◆ Problem description ◆
Rewrite the Grid storage text between "You can access" and "for faster reading)", inclusive, switching each "directories" to "folders".

◆ Supplied passage ◆
You can interact with the Grid storage from the :abbr:`UI (User Interface)` or from a Worker Node, within your running job. The scripts that can access the Grid storage can be submitted from:

* :ref:`The UI <get-ui-account>`
* :ref:`The Dutch Grid <dutch-grid>`

To use the Grid storage you must:

* Have :ref:`a personal Grid certificate <get-grid-certificate>` [1]_
* Be member of :ref:`a VO <join-vo>` for which we have allocated storage space.

You can access the Grid storage with Grid :ref:`storage-clients`, through interfaces that speak protocols like :abbr:`SRM (Storage Resource Management)`, :abbr:`GridFTP (File Transfer Protocol with Grid authentication)`, :abbr:`GSIdCap (dCache Access Protocol with Grid authentication)` or :abbr:`Webdav (Web Distributed Authoring and Versioning)`. With these storage clients you can:

* list directories and files
* read (download) files
* write (upload) files
* delete files or directories
* :ref:`stage <staging>` files (copy them from tape to disk for faster reading)

.. [1] It is possible to access the dCache Grid storage without certificate, by using :ref:`webdav` with username/password authentication. However, authentication with username/password is less secure, and Webdav is not as fast as :abbr:`GridFTP (File Transfer Protocol with Grid authentication)`.


.. _storage-types:

======
dCache
======

The storage element located at SURFsara is accessible from *any* Grid cluster or :abbr:`UI (User Interface)`. It uses the `dCache system`_ for storing and retrieving huge amounts of data, distributed among a large number of server nodes. It consists of magnetic tape storage and hard disk storage and both are addressed by a common file system. See :ref:`dCache-specs` for details about our dCache instance.


.. _file-id:

=====================
Grid file identifiers
=====================

You can refer to your files on the Grid with different ways depending on which of the available :ref:`storage-clients` you use to manage your files:

Transport URL or TURL
=====================

Examples:

.. code-block:: bash

	# lsgrid user homer stores the file zap.tar on dCache storage
	gsiftp://gridftp.grid.surfsara.nl:2811/pnfs/grid.sara.nl/data/lsgrid/homer/zap.tar

	# same, but with a Webdav TURL
	https://webdav.grid.surfsara.nl/pnfs/grid.sara.nl/data/lsgrid/homer/zap.tar

.. topic:: Clients for TURLs

	* uberftp
	* globus
	* gfal
	* fts
	* globusonline

Storage URL or SURL
===================

Example:

.. code-block:: bash

	# lsgrid user homer stores the file zap.tar on dCache storage
	srm://srm.grid.sara.nl:8443/pnfs/grid.sara.nl/data/lsgrid/homer/zap.tar


.. topic:: Clients for SURLs

	* srm
	* gfal
	* fts


.. _storage-ports:

Default ports
=============

+------------+----------------------------------------+--------------------------------------+
| Protocol   | Host(s) and port(s)                    | Remark                               |
+============+========================================+======================================+
| SRM        | srm://srm.grid.sara.nl:8443            |                                      |
+------------+----------------------------------------+--------------------------------------+
| GridFTP    | gsiftp://gridftp.grid.surfsara.nl:2811 | Data channel port range: 20000-25000 |
+------------+----------------------------------------+--------------------------------------+
|            | https://webdav.grid.surfsara.nl:443    |                                      |
+            +----------------------------------------+                                      +
| Webdav     | https://webdav.grid.surfsara.nl:2880   | See :ref:`webdav` for details        |
+            +----------------------------------------+                                      +
|            | https://webdav.grid.surfsara.nl:2881   |                                      |
+            +----------------------------------------+                                      +
|            | https://webdav.grid.surfsara.nl:2882   |                                      |
+            +----------------------------------------+                                      +
|            | https://webdav.grid.surfsara.nl:2883   |                                      |
+            +----------------------------------------+                                      +
|            | https://webdav.grid.surfsara.nl:2884   |                                      |
+            +----------------------------------------+                                      +
|            | https://webdav-cert.grid.sara.nl:443   |                                      |
+------------+----------------------------------------+--------------------------------------+
| GSIdCap    | gsidcap://gsidcap.grid.sara.nl:22128   |                                      |
+------------+----------------------------------------+--------------------------------------+
| xroot      | xrootd.grid.sara.nl:1094               | Used by CERN only                    |
+------------+----------------------------------------+--------------------------------------+
| all        | ipv4.grid.sara.nl                      | For clients that don't speak IPv6    |
+------------+----------------------------------------+--------------------------------------+

The last one, ipv4.grid.sara.nl, is a single VM that supports only IPv4 and no IPv6. It can be used for small scale access through GridFTP, Webdav, Xroot or GSIdCap where IPv6 causes problems. Don't use it for batch processing.

◆ Material supplied ◆

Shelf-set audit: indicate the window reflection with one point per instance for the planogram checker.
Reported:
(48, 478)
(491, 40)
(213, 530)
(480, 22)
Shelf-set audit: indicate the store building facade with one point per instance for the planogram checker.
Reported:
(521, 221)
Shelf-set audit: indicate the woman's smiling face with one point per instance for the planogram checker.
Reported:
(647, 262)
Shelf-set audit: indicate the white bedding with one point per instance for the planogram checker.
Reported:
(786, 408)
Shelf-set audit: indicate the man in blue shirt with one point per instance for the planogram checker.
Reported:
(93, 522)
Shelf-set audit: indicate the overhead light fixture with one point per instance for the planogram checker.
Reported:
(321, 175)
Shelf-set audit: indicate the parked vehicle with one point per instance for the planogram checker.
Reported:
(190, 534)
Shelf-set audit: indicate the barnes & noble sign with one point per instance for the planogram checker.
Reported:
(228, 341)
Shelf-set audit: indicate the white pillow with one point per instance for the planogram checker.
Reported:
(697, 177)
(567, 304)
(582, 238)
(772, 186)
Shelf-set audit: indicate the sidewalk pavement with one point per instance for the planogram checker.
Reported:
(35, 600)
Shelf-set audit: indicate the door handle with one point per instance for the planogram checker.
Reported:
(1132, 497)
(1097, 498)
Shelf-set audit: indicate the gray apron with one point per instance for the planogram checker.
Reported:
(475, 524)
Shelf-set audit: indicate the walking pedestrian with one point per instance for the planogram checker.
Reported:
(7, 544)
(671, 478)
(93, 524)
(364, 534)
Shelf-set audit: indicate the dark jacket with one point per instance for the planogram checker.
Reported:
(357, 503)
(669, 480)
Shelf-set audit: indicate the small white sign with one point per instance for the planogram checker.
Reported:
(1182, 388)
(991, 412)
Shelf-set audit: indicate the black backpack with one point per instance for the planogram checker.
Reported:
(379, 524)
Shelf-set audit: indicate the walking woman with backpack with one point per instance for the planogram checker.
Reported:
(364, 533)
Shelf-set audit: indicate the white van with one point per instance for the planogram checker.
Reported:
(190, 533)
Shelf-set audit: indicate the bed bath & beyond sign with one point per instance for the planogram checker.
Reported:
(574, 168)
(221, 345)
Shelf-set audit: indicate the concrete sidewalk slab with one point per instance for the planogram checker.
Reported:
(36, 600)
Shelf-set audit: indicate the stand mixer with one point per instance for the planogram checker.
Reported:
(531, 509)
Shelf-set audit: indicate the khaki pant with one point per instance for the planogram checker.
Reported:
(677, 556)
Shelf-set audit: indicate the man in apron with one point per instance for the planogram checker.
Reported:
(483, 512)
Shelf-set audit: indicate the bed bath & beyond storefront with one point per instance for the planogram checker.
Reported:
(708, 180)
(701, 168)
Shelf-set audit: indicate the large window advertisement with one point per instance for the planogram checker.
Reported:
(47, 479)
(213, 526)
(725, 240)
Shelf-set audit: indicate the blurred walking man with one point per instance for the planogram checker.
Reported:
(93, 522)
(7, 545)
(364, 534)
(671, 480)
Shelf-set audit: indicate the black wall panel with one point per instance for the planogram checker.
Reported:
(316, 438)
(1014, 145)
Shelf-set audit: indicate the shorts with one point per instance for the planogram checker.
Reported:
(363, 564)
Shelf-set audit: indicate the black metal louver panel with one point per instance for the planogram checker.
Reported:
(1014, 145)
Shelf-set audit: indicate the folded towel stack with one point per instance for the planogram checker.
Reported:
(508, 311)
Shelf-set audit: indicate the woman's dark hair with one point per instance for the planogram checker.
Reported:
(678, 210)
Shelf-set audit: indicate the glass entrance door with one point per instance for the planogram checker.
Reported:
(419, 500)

◆ Solved exercise ◆
You can access the Grid storage with Grid :ref:`storage-clients`, through interfaces that speak protocols like :abbr:`SRM (Storage Resource Management)`, :abbr:`GridFTP (File Transfer Protocol with Grid authentication)`, :abbr:`GSIdCap (dCache Access Protocol with Grid authentication)` or :abbr:`Webdav (Web Distributed Authoring and Versioning)`. With these storage clients you can:

* list folders and files
* read (download) files
* write (upload) files
* delete files or folders
* :ref:`stage <staging>` files (copy them from tape to disk for faster reading)